■ **TRECHO DA PÁGINA**
━━━

“Recebei o Espírito Santo” (Jo
20,22).
Neste dia de Pentecostes, plenitude
da Páscoa, o que dizer sobre o Espírito Santo? À luz das Escrituras, com ênfase
no texto bíblico da liturgia da Igreja católica para este Domingo (cf. Jo
20,19-23), ousarei algumas afirmações sobre o Espírito Santo.
O Espírito é liberdade. O Espírito é
livre e libertador. A sua missão é libertar a humanidade do egoísmo que sempre
quis dominá-la. Este egoísmo trava as relações, gera indiferença e morte. Os que
se deixam guiar pelo Espírito já não se encontram sob o jugo do egoísmo, mas
são livres para permanecer no caminho que conduz aos outros. No encontro com os
outros, o mandamento de Jesus é vivido, na força do Espírito.

━━━

(Entradas de anotação de caixas delimitadoras)
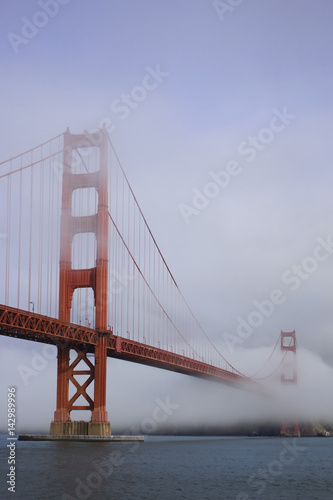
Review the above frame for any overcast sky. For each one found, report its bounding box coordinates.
[0,0,333,425]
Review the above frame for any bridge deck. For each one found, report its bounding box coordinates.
[0,305,255,389]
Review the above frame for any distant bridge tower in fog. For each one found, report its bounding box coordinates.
[280,330,301,436]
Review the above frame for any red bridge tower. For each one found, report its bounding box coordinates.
[51,128,111,435]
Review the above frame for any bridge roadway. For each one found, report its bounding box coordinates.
[0,305,255,391]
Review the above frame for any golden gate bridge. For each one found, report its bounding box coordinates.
[0,127,296,435]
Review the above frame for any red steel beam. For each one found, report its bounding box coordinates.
[0,305,255,389]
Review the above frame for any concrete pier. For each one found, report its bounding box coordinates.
[19,434,144,443]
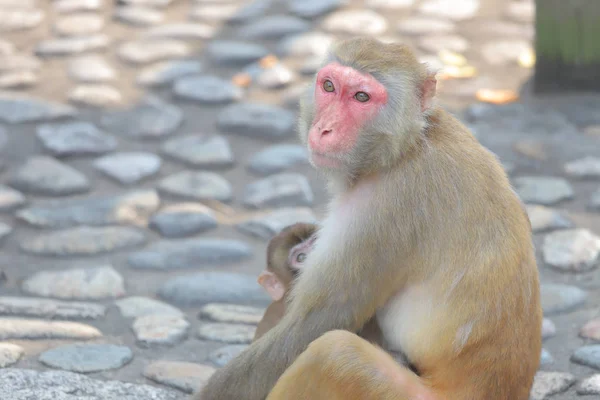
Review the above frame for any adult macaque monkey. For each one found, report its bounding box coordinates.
[200,38,542,400]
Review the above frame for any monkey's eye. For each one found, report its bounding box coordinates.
[354,92,370,103]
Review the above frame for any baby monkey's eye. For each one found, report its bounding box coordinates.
[354,92,370,103]
[323,80,335,92]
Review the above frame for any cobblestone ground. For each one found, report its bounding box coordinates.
[0,0,600,400]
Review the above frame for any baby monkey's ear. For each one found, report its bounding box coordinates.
[257,270,285,301]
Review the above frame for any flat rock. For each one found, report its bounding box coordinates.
[39,343,133,373]
[115,296,184,318]
[0,92,77,124]
[9,156,91,196]
[0,296,106,319]
[542,229,600,272]
[0,342,25,368]
[94,152,162,185]
[0,318,102,340]
[35,33,110,56]
[128,239,252,270]
[21,226,147,256]
[323,10,388,36]
[21,266,125,300]
[238,15,311,39]
[541,283,587,316]
[208,344,248,367]
[565,156,600,178]
[17,189,160,228]
[173,75,244,105]
[217,103,296,140]
[205,40,269,66]
[247,144,308,175]
[529,371,576,400]
[243,173,314,209]
[132,315,190,347]
[158,171,233,201]
[0,368,184,400]
[0,185,26,211]
[199,303,265,325]
[198,322,256,344]
[101,97,183,138]
[236,207,317,240]
[144,361,215,393]
[514,176,575,205]
[158,272,271,307]
[526,205,575,233]
[137,60,203,87]
[118,39,191,64]
[161,134,234,168]
[36,121,117,157]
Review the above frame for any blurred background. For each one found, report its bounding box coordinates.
[0,0,600,400]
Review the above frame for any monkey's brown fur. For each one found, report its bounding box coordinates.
[199,38,542,400]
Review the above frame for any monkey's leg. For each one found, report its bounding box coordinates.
[267,330,444,400]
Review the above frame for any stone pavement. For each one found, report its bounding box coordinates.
[0,0,600,400]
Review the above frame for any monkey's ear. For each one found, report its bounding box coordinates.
[257,270,285,301]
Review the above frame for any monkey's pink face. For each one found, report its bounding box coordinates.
[308,62,388,168]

━━━

■ **REQUISITOS**
Reproduza sem alterações o trecho do texto sobre o Espírito Santo que começa em "O Espírito é liberdade." e termina em "força do Espírito.".

■ **RESULTADO DO EXERCÍCIO**
O Espírito é liberdade. O Espírito é
livre e libertador. A sua missão é libertar a humanidade do egoísmo que sempre
quis dominá-la. Este egoísmo trava as relações, gera indiferença e morte. Os que
se deixam guiar pelo Espírito já não se encontram sob o jugo do egoísmo, mas
são livres para permanecer no caminho que conduz aos outros. No encontro com os
outros, o mandamento de Jesus é vivido, na força do Espírito.